- _REQUIRED WORK_
Count the lines in the data below that contain the string "rice". Give only the number.

- _EXERCISE DATA_
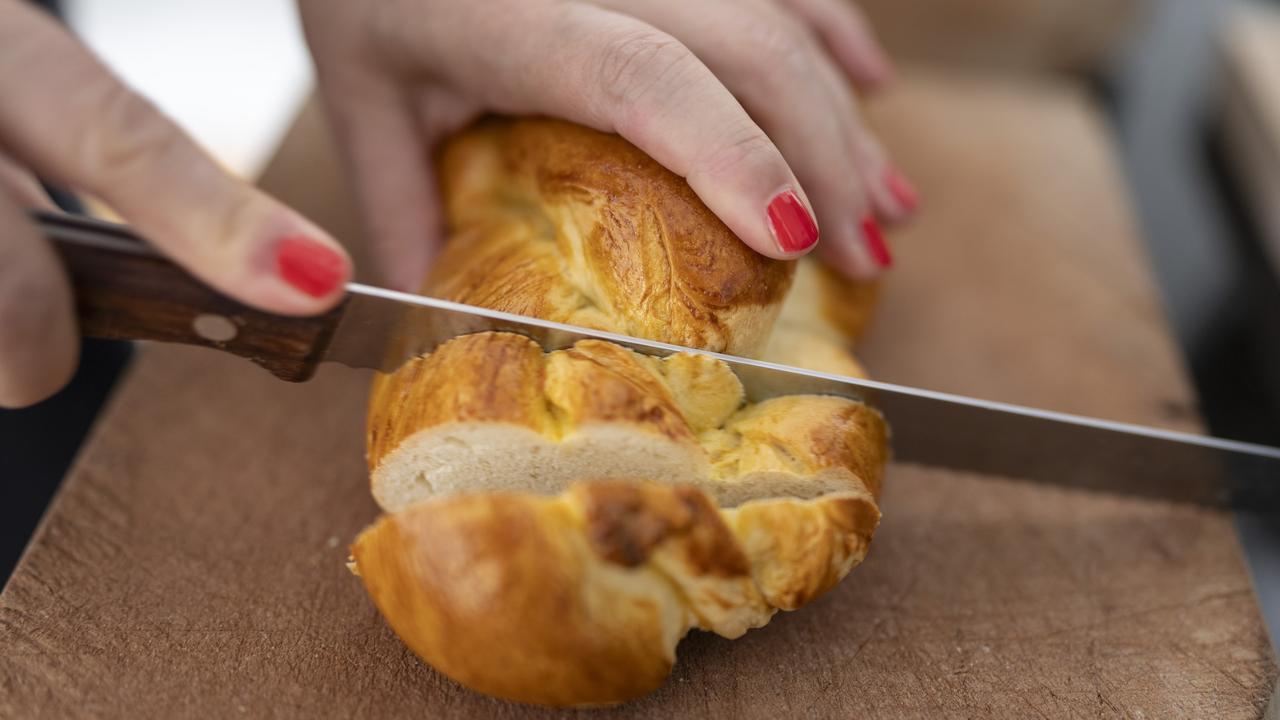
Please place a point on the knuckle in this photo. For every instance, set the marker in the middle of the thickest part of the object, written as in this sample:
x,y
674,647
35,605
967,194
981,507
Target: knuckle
x,y
744,151
31,313
632,65
127,135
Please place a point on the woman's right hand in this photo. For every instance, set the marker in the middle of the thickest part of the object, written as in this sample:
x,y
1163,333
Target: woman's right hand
x,y
65,118
750,100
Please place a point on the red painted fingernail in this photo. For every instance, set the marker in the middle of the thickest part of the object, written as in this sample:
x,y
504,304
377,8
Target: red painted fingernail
x,y
312,268
903,190
791,223
876,244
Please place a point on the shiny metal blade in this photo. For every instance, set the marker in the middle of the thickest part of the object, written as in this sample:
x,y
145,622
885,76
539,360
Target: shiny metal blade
x,y
383,329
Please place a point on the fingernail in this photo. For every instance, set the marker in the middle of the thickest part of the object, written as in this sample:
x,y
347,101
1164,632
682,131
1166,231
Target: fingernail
x,y
876,244
791,223
311,267
903,190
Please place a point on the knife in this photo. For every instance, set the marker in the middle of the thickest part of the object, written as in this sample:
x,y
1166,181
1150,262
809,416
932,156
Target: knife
x,y
124,290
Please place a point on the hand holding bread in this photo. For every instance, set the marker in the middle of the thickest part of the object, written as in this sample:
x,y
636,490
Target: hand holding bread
x,y
556,522
750,101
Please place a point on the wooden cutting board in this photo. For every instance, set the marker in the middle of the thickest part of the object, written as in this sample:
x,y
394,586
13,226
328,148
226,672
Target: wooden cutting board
x,y
193,563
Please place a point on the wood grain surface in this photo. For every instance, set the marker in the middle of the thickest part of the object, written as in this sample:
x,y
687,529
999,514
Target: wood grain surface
x,y
193,563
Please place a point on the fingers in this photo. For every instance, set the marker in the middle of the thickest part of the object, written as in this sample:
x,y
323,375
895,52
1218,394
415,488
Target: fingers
x,y
78,126
620,74
794,90
846,33
39,342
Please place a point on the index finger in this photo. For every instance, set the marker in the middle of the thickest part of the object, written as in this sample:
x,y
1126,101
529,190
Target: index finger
x,y
616,73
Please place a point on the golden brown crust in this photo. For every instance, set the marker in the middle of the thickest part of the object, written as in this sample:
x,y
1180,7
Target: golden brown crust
x,y
488,378
689,410
496,592
566,223
581,598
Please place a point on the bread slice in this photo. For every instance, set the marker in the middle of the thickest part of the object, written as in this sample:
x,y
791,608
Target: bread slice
x,y
492,411
580,598
557,522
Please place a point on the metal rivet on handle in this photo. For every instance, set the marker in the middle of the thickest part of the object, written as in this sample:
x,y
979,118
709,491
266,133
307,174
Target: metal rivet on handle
x,y
214,328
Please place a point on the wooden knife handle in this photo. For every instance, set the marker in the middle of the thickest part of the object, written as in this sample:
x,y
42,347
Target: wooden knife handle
x,y
124,290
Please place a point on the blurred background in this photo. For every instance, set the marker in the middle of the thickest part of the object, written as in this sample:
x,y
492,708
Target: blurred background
x,y
1191,89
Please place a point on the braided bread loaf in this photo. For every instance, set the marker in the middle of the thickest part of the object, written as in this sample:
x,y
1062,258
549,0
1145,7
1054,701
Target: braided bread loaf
x,y
557,522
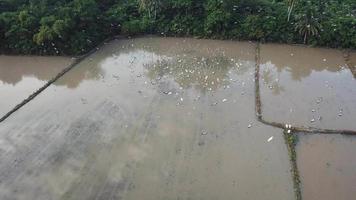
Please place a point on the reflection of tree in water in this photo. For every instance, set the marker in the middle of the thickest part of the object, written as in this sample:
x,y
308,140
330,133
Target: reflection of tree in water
x,y
86,70
200,72
300,62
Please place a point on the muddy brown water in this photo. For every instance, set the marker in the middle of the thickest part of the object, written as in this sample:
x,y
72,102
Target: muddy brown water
x,y
20,76
149,118
327,166
307,87
174,118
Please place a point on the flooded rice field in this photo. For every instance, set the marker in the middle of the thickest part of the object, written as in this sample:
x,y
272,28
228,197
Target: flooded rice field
x,y
307,87
174,118
20,76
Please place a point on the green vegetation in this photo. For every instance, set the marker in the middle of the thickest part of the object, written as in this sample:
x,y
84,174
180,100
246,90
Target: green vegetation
x,y
75,26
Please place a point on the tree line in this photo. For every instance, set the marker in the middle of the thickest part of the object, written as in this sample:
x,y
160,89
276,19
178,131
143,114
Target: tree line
x,y
72,27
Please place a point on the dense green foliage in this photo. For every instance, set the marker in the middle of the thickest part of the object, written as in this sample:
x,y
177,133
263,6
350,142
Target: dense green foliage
x,y
75,26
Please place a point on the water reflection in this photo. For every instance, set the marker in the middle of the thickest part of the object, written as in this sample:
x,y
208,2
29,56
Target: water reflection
x,y
14,68
307,86
299,61
196,72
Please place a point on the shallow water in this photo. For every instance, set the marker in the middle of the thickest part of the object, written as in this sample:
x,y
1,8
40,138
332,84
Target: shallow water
x,y
307,87
327,166
20,76
150,118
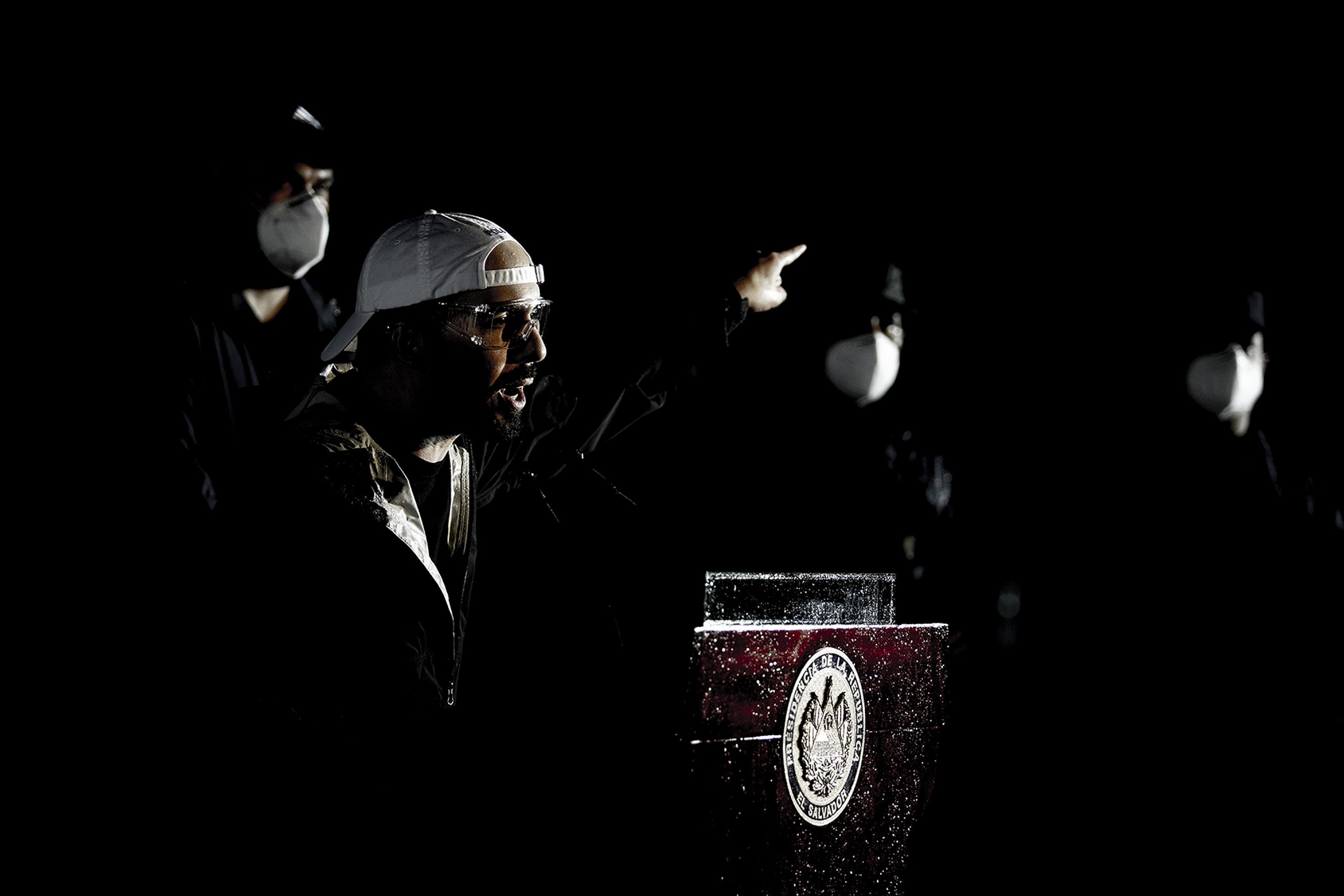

- _TASK RESULT_
2